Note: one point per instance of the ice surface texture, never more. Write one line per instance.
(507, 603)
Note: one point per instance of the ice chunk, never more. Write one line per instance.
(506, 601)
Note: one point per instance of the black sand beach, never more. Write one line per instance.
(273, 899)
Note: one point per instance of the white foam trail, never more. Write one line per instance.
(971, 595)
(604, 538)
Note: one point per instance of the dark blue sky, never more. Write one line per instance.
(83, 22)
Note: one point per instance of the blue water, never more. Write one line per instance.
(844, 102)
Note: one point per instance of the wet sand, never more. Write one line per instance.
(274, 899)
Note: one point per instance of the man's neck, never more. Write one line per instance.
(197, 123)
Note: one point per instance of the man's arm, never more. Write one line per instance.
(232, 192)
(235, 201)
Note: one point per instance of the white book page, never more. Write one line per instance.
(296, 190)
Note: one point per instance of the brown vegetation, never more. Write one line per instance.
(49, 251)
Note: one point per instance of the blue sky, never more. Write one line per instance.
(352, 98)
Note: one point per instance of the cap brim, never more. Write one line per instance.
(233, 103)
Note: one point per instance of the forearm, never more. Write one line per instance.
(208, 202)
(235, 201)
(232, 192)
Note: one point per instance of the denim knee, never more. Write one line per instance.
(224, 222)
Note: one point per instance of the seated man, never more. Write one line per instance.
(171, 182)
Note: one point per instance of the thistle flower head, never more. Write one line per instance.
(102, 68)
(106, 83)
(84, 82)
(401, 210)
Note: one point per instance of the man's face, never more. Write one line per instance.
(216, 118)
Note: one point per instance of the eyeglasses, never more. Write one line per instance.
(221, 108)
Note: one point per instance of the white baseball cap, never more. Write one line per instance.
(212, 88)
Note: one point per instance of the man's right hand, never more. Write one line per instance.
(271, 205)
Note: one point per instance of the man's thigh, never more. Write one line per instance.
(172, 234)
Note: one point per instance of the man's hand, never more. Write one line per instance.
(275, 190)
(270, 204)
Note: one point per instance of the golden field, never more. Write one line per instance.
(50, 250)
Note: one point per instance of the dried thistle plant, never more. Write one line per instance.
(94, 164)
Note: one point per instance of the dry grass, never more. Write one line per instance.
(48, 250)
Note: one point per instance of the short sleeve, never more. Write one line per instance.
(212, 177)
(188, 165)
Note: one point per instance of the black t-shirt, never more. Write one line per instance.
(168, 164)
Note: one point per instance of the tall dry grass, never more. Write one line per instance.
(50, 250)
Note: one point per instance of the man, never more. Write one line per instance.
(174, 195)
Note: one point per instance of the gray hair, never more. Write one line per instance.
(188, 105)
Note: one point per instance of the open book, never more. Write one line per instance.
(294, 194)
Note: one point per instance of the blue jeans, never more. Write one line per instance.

-=-=-

## Activity
Each line of the records above must be copied exactly.

## Exercise solution
Note: one point per instance of the ice surface texture, never more. Write one line per instance.
(507, 603)
Note: one point per instance of the ice chunk, never more. Write one line per instance.
(506, 601)
Note: one point per instance of the black sand beach, never more. Write one line per instance.
(273, 899)
Note: one point per instance of the white foam trail, never more. Write one line per instance.
(971, 595)
(604, 538)
Note: one point per instance of the dark blue sky, never more. Write one line per instance.
(83, 22)
Note: one point per instance of the blue water, never more. Write one line per instance.
(844, 102)
Note: one point per instance of the wet sand, never more. Write one line per instance.
(274, 899)
Note: one point per instance of the man's neck, never more. Write one line per instance.
(197, 123)
Note: one point per instance of the man's arm, never more. Write one line per instance.
(232, 192)
(235, 201)
Note: one point per instance of the white book page, never more. Write one line per instance.
(296, 190)
Note: one point per instance of the brown vegetation, never more. Write one line per instance.
(49, 251)
Note: one point per instance of the blue sky, never more. Write one line per instance.
(352, 98)
Note: one point per instance of the cap brim, never more. Write one line per instance.
(233, 103)
Note: one point per instance of the forearm, never more. Write one line per instance.
(208, 202)
(235, 201)
(232, 192)
Note: one point per instance of the denim knee, never more. Write one line per instance.
(224, 222)
Note: one point per instance of the seated man, never more. Write one line per instance.
(171, 182)
Note: one point per instance of the thistle flower head, never more. Write one line per instance.
(102, 68)
(106, 83)
(84, 82)
(401, 210)
Note: one point per instance of the man's face, never more. Write one line per instance.
(216, 118)
Note: one point per instance of the eyeglasses, never more. Write one line per instance.
(221, 108)
Note: one point per instance of the white baseball cap, never more. Write one line per instance.
(212, 88)
Note: one point per instance of the man's right hand, never more. Write one line per instance.
(271, 205)
Note: one point per instance of the man's thigh, never more. Write one line per instance.
(172, 234)
Note: one point per instance of the man's hand, never more. Write one line per instance.
(275, 190)
(270, 204)
Note: one point per instance of the golden field, never more. Write one line per instance.
(50, 250)
Note: one point per instance of the dried thistle plant, never more. Write one line per instance.
(94, 164)
Note: one point per instance of the dry grass, never more. Write one line per instance.
(48, 250)
Note: one point per instance of the short sleeve, never more. Write one line per instance.
(212, 177)
(188, 165)
Note: one point per instance of the black t-shirt, never more. Write one line per instance.
(168, 164)
Note: one point per instance of the tall dry grass, never more. Write one line per instance.
(50, 250)
Note: one point per instance of the man, never more. Write one line per instance.
(174, 195)
Note: one point per instance of the gray hair, never more. Write one line per instance.
(188, 105)
Note: one point per instance of the open book, never more. Write one line per instance.
(294, 194)
Note: one point per instance of the blue jeans, never more. Write one line per instance.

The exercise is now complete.